• Request: Copy the items word for word from the first line up to and including the line that contains "[934,566,1157,758]".

• Data section:
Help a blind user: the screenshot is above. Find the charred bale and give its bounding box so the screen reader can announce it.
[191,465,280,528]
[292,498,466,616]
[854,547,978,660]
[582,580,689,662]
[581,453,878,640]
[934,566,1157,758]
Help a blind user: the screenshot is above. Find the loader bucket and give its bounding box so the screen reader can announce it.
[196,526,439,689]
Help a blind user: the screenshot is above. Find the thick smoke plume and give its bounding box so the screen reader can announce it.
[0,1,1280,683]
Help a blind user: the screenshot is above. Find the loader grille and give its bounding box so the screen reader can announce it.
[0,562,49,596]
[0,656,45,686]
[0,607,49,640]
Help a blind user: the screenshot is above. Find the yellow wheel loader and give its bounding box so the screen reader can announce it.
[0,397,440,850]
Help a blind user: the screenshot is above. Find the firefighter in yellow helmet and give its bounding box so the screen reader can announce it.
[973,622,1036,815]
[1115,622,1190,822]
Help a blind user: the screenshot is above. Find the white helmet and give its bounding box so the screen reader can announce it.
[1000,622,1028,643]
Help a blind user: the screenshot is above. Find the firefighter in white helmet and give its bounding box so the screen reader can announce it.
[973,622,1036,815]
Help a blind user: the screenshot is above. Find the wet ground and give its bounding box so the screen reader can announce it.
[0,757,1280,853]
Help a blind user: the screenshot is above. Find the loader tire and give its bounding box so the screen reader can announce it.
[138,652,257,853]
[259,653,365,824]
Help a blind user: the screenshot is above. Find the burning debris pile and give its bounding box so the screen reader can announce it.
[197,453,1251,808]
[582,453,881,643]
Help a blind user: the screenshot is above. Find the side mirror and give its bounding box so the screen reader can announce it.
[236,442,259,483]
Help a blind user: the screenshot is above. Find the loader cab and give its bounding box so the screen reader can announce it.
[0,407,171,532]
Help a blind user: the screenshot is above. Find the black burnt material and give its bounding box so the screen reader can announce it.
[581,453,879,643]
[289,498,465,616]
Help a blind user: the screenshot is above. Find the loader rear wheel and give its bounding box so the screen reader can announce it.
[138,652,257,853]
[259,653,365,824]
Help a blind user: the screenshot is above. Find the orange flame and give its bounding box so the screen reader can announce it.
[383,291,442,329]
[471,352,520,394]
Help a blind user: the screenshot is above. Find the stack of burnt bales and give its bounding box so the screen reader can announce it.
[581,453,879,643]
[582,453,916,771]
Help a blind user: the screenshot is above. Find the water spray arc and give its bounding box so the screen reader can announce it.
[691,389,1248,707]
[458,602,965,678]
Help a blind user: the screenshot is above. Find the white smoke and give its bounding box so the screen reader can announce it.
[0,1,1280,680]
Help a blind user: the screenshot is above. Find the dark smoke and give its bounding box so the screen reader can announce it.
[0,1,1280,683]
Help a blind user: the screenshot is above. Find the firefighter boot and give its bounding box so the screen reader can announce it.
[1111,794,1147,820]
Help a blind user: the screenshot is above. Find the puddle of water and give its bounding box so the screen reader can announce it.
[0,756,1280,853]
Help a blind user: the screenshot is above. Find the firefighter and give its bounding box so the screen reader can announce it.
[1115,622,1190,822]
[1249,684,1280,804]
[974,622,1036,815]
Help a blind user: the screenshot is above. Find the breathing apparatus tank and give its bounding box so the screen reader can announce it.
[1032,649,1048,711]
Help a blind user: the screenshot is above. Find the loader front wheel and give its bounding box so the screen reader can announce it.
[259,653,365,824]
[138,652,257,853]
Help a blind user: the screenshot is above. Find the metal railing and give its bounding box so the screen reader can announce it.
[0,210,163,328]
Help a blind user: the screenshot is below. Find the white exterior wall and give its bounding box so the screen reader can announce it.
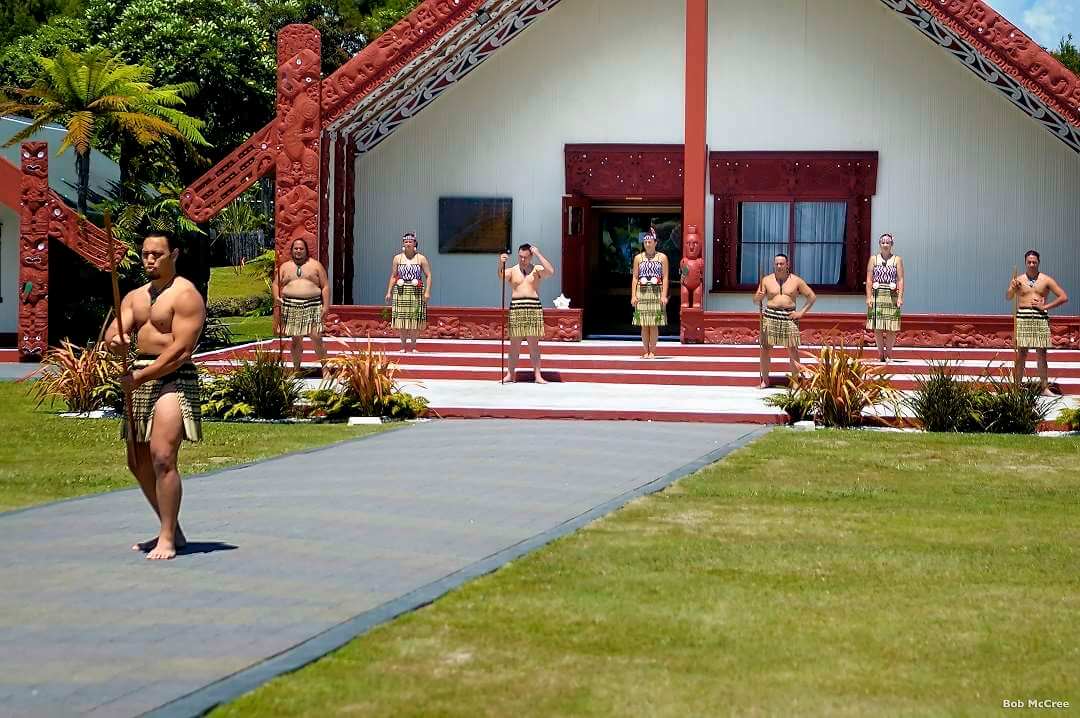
[355,0,1080,313]
[353,0,686,307]
[0,204,18,334]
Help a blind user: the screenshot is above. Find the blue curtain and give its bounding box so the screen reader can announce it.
[792,202,848,284]
[739,202,792,284]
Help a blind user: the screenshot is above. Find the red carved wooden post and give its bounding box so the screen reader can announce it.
[679,225,705,343]
[274,25,324,265]
[18,143,56,361]
[679,0,708,342]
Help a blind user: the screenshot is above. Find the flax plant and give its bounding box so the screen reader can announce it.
[795,336,901,428]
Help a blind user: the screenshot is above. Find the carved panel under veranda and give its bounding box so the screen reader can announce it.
[17,143,118,361]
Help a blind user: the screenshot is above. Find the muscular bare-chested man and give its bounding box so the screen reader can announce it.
[273,239,330,372]
[1005,249,1069,396]
[754,254,818,389]
[499,244,555,384]
[106,232,206,559]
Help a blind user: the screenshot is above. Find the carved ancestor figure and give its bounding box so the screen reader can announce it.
[679,225,705,308]
[18,143,52,356]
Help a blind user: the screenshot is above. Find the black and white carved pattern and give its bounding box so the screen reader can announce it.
[333,0,1080,152]
[881,0,1080,152]
[347,0,559,152]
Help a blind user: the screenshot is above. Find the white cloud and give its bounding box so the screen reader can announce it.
[1020,0,1077,50]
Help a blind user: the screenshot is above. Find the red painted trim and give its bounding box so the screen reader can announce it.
[708,151,878,294]
[704,312,1080,349]
[0,157,23,214]
[326,304,581,341]
[563,144,685,199]
[342,143,357,301]
[916,0,1080,127]
[683,0,708,240]
[430,407,787,425]
[319,132,332,272]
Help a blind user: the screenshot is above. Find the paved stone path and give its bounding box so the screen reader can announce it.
[0,421,760,716]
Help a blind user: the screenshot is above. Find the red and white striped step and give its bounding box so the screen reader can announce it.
[199,339,1080,394]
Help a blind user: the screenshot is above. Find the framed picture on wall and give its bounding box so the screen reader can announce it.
[438,197,514,254]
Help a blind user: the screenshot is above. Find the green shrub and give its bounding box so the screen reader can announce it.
[765,387,813,424]
[206,293,273,317]
[907,361,1053,434]
[905,360,982,432]
[30,339,124,414]
[781,338,900,429]
[1057,406,1080,431]
[203,351,303,420]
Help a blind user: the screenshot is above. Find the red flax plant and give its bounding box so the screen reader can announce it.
[326,337,397,416]
[29,319,123,414]
[795,336,901,429]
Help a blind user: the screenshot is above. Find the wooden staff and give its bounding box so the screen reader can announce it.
[499,253,510,384]
[1009,265,1027,385]
[105,209,135,444]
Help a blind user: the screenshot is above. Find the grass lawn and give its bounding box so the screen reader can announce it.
[214,316,273,344]
[214,430,1080,718]
[0,381,395,511]
[208,266,267,299]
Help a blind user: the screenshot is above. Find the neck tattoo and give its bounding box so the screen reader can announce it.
[150,274,176,307]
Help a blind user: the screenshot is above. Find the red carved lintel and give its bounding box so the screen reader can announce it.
[332,137,352,304]
[342,143,359,301]
[17,143,120,360]
[708,151,878,290]
[916,0,1080,127]
[274,25,323,265]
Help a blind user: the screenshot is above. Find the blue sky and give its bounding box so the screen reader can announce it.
[989,0,1080,50]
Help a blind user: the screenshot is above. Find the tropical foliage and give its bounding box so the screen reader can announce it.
[30,332,123,414]
[309,338,428,419]
[906,362,1056,434]
[1052,32,1080,76]
[794,343,901,428]
[0,48,206,214]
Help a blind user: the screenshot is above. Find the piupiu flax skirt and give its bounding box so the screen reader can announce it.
[510,297,543,339]
[390,284,428,329]
[866,287,900,331]
[634,284,667,326]
[120,356,202,444]
[281,297,323,337]
[1016,307,1052,349]
[761,307,799,347]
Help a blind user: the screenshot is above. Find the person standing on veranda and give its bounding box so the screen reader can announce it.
[866,233,904,364]
[630,227,669,358]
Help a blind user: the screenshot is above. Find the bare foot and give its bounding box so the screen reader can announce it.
[146,538,176,561]
[132,529,188,554]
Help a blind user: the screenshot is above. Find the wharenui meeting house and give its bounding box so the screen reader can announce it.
[2,0,1080,358]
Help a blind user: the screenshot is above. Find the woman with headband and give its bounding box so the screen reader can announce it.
[387,232,431,353]
[630,227,667,358]
[866,233,904,364]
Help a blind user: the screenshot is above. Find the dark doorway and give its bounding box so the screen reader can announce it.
[584,205,683,338]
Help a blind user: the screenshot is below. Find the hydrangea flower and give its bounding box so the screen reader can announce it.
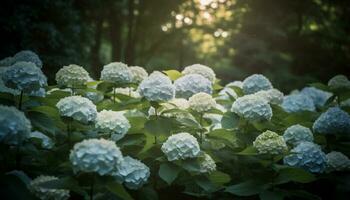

• Solution below:
Help a blind user: the screenshot is above. Find the charred bale and give its bounding box so the screen reader can announce it.
[191,465,280,528]
[292,498,466,616]
[854,547,978,660]
[582,580,689,662]
[581,453,878,640]
[934,566,1157,758]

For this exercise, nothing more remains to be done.